Google has unveiled a new feature called Google-Extended for website publishers
Web publishers can now decide if their site's data contributes to training Google's AI models
Google has unveiled a new feature called Google-Extended that enables website publishers to choose whether their data is used to train the company’s AI models. This development allows websites to remain searchable on Google while opting out of their data being utilized for AI model enhancements like the powerful Bard.
With the introduction of Google-Extended, publishers can still have their sites scraped and indexed by Google’s web crawlers, such as the Googlebot, while ensuring their data is not utilized for AI model training. This feature allows publishers to effectively control the access to the content on their websites and manage whether their sites contribute to the improvement of AI APIs like Bard and Vertex AI. Previously, Google confirmed that it trained its AI chatbot, Bard, using publicly available data scraped from the web.
To implement Google-Extended, web publishers can make use of the robots.txt file, which informs web crawlers about the accessibility of specific sites. Google emphasizes that as AI applications continue to expand, it will explore additional machine-readable options to provide more choice and control to web publishers, promising more updates in the future.
Several websites have already taken steps to block specific web crawlers used by entities like OpenAI to scrape data for AI training, including prominent platforms such as The New York Times, CNN, Reuters, and Medium. However, blocking Google entirely poses a challenge since websites still require indexing on the search engine. Consequently, some websites, like The New York Times, have opted to legally block Google by amending their terms of service to prohibit companies from using their content for AI training purposes.
Read more : Google Introduces Short Videos on Play Store to Enhance App Discovery
Google’s move to offer an opt-out feature aligns with publishers’ concerns regarding data usage. By providing publishers with the choice to exclude their data from AI training, Google aims to address these concerns and respect the rights of website owners, while continuing to advance AI applications.

Excerpts from a dataset
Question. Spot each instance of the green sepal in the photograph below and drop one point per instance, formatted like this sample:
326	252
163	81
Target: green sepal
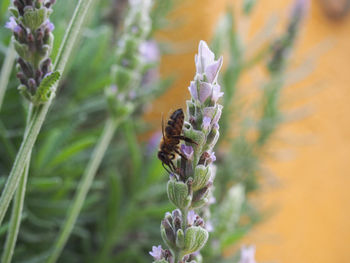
201	177
43	92
178	194
14	11
21	49
34	18
180	238
195	239
24	92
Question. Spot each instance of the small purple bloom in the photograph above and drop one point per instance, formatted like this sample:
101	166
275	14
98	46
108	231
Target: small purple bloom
247	254
300	8
212	200
204	58
157	252
216	93
191	217
204	91
209	226
187	151
149	51
212	157
206	123
12	25
193	90
153	143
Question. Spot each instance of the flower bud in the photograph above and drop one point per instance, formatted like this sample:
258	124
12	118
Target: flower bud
178	194
195	239
180	238
201	177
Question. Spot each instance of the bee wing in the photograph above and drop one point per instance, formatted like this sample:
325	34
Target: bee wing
163	126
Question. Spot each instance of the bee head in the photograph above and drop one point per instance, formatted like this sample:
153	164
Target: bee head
163	157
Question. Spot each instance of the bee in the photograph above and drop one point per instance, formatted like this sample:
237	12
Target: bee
172	134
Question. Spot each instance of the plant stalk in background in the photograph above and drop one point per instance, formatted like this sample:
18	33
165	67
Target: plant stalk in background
127	75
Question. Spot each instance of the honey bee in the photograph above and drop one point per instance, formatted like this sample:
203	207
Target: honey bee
169	145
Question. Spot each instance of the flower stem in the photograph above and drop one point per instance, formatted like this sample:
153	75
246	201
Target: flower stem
83	188
6	71
16	217
39	116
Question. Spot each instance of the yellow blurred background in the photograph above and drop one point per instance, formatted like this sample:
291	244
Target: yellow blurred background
311	222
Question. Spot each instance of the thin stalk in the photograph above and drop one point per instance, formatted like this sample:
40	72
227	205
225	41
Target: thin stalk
83	188
16	216
6	71
39	116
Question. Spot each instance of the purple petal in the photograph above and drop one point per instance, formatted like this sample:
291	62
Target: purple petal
193	90
187	151
50	26
206	123
157	252
216	93
212	200
209	112
205	90
149	51
205	57
212	70
212	157
191	217
12	25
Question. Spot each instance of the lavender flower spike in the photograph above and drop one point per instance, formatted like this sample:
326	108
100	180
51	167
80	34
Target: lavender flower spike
189	187
33	42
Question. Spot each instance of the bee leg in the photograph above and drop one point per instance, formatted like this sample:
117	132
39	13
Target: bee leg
166	169
186	139
173	168
180	153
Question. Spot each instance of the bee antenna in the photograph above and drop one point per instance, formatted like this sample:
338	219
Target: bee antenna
163	126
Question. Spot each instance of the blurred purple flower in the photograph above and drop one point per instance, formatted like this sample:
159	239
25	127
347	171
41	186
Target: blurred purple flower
50	26
12	25
187	151
300	8
149	51
157	252
191	217
247	254
206	123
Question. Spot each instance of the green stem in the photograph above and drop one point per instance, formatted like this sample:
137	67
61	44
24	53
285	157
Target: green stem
6	71
83	188
16	216
37	121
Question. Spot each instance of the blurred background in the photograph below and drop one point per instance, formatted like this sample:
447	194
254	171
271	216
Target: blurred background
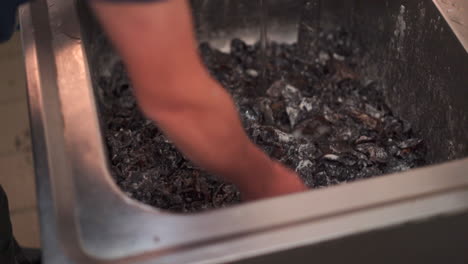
16	163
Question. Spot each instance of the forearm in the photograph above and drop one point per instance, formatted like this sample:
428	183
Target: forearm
174	89
210	134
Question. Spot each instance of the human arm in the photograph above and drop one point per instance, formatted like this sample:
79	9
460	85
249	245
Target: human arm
174	89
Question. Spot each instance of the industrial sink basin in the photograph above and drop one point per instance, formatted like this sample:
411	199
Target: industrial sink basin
418	48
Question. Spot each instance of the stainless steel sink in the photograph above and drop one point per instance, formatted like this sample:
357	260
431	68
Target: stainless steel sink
416	47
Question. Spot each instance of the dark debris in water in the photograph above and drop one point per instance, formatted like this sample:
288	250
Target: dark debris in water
317	115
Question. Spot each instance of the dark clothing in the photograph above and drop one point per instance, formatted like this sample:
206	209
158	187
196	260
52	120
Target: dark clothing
8	18
7	245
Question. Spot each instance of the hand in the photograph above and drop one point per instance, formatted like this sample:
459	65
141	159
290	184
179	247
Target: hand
283	181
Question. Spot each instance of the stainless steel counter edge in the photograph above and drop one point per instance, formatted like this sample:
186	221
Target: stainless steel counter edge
85	218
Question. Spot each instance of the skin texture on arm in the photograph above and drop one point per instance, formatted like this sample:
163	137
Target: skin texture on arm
173	88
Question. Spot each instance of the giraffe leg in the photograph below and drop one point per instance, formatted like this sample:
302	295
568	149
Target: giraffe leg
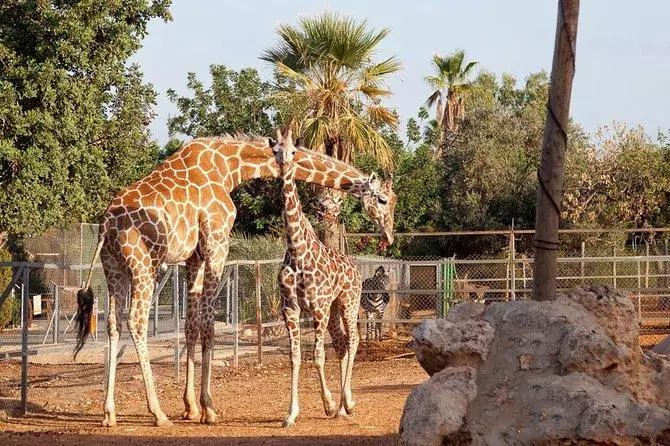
349	319
369	326
338	336
138	323
292	319
320	327
216	253
378	326
118	287
194	278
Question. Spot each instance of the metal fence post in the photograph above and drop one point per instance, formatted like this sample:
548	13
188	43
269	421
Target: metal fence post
581	269
512	261
614	267
25	298
156	313
639	292
175	313
236	305
56	312
259	313
646	267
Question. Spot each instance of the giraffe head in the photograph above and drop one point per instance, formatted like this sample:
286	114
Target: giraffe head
377	196
380	206
284	150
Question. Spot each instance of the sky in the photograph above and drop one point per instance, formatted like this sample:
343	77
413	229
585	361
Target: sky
623	51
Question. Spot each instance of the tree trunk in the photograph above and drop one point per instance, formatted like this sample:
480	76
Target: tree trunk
550	175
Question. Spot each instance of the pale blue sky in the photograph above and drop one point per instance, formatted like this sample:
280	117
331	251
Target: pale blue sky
623	50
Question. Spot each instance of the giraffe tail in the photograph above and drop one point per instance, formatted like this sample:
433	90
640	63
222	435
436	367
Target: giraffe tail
85	301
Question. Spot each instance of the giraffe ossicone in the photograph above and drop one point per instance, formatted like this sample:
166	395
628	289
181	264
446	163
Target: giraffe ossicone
183	212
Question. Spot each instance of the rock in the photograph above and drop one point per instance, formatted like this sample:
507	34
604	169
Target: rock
465	310
568	371
435	409
588	349
441	343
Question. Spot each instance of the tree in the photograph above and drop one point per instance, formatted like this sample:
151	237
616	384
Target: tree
73	114
619	180
550	173
450	83
331	89
236	101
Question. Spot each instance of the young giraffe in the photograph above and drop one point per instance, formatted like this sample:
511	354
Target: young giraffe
321	281
182	211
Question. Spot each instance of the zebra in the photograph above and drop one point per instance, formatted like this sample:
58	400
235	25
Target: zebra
374	303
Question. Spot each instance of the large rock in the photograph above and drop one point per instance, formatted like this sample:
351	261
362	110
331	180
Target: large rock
458	340
557	372
436	408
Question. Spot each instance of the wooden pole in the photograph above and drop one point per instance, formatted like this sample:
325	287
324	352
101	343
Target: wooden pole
550	173
259	314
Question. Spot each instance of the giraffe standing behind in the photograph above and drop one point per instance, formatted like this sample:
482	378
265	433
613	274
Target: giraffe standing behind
321	281
183	212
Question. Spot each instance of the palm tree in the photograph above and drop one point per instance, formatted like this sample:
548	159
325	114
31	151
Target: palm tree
450	84
331	87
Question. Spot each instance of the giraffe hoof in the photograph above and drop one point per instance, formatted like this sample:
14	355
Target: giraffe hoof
208	416
190	415
109	421
162	422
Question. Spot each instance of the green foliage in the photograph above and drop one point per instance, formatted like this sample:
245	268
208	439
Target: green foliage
618	180
450	85
73	114
235	102
331	87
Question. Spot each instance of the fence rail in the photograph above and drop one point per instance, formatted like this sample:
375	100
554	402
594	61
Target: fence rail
248	304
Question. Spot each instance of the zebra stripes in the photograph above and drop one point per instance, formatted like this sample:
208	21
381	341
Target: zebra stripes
374	303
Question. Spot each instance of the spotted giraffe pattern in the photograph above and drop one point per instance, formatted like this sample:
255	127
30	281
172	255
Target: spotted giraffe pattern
182	212
322	282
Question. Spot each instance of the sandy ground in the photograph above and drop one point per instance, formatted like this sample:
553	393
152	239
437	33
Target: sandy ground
65	403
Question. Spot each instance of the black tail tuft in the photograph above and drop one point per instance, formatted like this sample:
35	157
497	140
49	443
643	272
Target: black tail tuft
84	311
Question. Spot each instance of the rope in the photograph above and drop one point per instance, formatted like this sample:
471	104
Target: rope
552	245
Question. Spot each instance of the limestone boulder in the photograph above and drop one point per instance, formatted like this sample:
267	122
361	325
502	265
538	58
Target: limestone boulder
436	409
440	343
567	371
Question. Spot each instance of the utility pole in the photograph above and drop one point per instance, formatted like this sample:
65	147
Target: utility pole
550	173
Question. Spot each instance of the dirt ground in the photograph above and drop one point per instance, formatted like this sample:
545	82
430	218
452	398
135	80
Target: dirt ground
65	403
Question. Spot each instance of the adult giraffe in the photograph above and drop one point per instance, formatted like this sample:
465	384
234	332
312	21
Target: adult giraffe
182	212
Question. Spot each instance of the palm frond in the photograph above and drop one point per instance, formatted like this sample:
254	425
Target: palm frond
382	115
436	95
468	67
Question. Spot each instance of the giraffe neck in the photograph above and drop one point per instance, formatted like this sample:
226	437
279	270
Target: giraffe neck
256	161
298	229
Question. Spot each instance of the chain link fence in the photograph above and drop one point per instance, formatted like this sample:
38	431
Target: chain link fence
248	305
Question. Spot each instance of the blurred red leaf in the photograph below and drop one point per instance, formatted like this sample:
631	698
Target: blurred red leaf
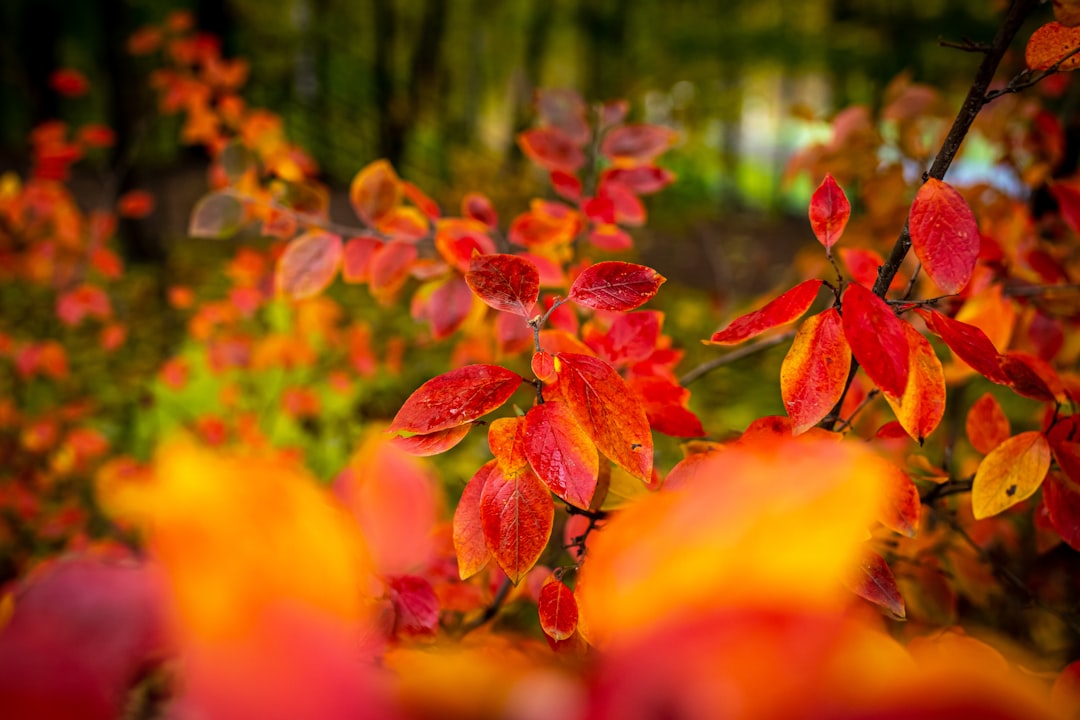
615	285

■ Instructions ■
A. Based on the article on Google-Extended, say whether each statement agrees with it. Answer yes or no for each and quote the words that decide it. (i) Sites that opt out through Google-Extended can no longer be found through Google search. (ii) Publishers put Google-Extended into effect by using the robots.txt file. (iii) The New York Times changed its terms of service to bar companies from using its content for AI training.
B. According to the article on Google-Extended, which AI chatbot did Google confirm it trained using publicly available data scraped from the web?

■ Answers to this exercise ■
A.
(i) No: "This development allows websites to remain searchable on Google while opting out of their data being utilized for AI model enhancements like the powerful Bard."
(ii) Yes: "To implement Google-Extended, web publishers can make use of the robots.txt file"
(iii) Yes: "some websites, like The New York Times, have opted to legally block Google by amending their terms of service to prohibit companies from using their content for AI training purposes."

B. Bard.